"""

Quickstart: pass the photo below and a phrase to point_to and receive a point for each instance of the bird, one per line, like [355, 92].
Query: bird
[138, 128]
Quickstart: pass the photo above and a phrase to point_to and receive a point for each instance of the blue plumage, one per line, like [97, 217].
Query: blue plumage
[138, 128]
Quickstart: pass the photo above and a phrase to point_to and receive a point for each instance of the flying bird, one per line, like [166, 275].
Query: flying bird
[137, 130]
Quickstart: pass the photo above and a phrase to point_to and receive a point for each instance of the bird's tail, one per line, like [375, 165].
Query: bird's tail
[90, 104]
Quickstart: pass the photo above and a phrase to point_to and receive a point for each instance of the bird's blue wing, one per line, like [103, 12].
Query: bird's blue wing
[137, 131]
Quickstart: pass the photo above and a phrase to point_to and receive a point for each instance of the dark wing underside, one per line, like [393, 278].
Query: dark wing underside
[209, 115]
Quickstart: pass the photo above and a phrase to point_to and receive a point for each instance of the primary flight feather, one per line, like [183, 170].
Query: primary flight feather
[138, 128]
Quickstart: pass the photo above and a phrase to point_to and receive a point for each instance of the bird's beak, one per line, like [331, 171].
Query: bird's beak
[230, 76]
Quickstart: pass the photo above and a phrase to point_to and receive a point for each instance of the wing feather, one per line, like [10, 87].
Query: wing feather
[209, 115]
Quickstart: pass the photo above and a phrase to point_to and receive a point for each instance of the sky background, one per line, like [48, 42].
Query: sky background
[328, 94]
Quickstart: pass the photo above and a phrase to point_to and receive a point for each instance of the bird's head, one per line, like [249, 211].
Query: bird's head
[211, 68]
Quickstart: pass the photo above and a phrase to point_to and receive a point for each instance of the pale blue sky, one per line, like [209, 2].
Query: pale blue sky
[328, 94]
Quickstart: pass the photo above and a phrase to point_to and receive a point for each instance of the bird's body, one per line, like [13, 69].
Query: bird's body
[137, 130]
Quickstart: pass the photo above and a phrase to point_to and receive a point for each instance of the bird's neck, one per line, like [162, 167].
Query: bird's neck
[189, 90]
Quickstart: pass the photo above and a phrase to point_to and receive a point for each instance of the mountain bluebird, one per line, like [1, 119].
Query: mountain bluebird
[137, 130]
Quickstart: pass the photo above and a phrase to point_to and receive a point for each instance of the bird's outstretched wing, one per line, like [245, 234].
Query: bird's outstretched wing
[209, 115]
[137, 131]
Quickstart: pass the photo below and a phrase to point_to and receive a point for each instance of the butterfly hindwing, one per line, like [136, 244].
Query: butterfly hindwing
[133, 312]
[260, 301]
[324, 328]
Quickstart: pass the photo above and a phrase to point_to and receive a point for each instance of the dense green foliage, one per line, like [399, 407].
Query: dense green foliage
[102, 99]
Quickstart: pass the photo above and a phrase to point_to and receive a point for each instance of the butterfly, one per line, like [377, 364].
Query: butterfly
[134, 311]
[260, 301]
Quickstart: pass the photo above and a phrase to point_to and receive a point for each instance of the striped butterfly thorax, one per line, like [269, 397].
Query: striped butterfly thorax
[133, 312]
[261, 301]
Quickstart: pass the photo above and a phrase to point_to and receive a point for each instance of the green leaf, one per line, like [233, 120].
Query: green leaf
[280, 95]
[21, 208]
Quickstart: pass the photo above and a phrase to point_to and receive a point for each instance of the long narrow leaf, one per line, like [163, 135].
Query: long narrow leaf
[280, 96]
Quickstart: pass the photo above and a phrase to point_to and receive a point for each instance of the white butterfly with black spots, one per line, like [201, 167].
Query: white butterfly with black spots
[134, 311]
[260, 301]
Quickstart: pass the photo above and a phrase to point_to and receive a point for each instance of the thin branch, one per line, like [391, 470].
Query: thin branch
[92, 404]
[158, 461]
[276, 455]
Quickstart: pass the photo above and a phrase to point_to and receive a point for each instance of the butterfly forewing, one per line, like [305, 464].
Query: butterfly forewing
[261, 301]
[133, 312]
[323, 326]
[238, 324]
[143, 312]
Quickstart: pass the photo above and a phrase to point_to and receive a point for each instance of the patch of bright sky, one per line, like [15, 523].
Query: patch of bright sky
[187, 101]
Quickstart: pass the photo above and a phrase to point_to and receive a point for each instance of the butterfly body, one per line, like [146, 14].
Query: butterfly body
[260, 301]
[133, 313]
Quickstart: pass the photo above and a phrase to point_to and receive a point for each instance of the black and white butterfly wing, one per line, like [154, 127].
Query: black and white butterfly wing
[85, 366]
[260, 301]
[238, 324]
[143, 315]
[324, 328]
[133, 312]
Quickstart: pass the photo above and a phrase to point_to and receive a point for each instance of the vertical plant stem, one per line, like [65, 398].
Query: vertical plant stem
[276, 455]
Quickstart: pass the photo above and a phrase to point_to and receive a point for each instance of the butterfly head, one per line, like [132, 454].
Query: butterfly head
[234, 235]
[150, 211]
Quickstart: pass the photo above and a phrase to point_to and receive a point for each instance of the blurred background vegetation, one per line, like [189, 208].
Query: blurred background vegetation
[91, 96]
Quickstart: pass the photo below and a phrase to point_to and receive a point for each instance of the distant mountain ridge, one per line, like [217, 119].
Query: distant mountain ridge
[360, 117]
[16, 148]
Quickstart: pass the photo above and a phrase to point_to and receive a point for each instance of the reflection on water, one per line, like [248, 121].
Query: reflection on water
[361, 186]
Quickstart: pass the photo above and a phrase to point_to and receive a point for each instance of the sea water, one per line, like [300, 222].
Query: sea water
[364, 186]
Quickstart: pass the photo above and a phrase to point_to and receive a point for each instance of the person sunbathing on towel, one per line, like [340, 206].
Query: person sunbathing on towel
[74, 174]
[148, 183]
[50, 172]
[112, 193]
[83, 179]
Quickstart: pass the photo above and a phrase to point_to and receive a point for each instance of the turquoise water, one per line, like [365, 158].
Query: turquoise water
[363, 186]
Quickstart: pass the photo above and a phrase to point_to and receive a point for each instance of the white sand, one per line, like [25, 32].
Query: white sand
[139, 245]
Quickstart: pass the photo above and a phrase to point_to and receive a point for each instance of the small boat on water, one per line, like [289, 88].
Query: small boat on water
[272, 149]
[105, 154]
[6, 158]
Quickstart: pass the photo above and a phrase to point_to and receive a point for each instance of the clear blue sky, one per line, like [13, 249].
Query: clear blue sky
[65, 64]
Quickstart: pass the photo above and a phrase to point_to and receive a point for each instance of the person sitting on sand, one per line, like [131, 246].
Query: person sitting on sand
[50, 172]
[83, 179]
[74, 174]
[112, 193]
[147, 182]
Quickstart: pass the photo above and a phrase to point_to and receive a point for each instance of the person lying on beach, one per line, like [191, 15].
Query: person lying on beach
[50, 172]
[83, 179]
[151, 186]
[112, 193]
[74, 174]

"""

PROBLEM DETAILS: From the line containing "like [217, 119]." through the closing line of the material above, return every line exactly and omit all others.

RESULT OF THIS TASK:
Quickstart: pass the photo below and a phrase to point_to and receive a point for each instance of the distant mountain ridge, one per line, like [217, 119].
Query: distant mountain ridge
[360, 117]
[16, 148]
Quickstart: pass the photo above and a phrase to point_to and receive a point for each instance of the reflection on water, one per line, like [248, 121].
Query: reflection on water
[361, 186]
Quickstart: pass the photo above and a phrase to point_to and receive a point for each instance of the sea water, one per line, like [300, 222].
Query: sea water
[364, 186]
Quickstart: pass the photo above and a phrase to point_to and receive a point for each instance of the person sunbathing on towel, one per line, like [340, 206].
Query: person sunbathing on towel
[74, 174]
[148, 183]
[50, 172]
[112, 193]
[83, 179]
Quickstart: pass the photo above and a phrase to point_to and receive a point for each instance of the turquoise water, one per line, like [365, 158].
Query: turquoise water
[363, 186]
Quickstart: pass the photo above and a phrase to point_to and receive a point for each instance of the white sand, one per line, like [25, 32].
Query: white sand
[139, 245]
Quickstart: pass the photo above and a phrase to point_to and receive a point for each instance of the small boat on water, one per line, like [289, 88].
Query: small boat on water
[272, 149]
[105, 154]
[6, 158]
Quickstart: pass the photo above and a phrase to point_to and receive a point for each instance of the clear blue sky, one per line, like [13, 249].
Query: clear blue sky
[65, 64]
Quickstart: pass the photo above and a phrase to point_to and receive a point for each instance of the person sitting on sand, one per line, like [131, 246].
Query: person sitting on sand
[50, 172]
[83, 179]
[74, 174]
[112, 193]
[147, 182]
Quickstart: pass the photo above and a phrase to point_to and receive a point for each instance of the person lying on beach, one per line, like [191, 15].
Query: person lying on beach
[50, 172]
[83, 179]
[151, 186]
[112, 193]
[74, 174]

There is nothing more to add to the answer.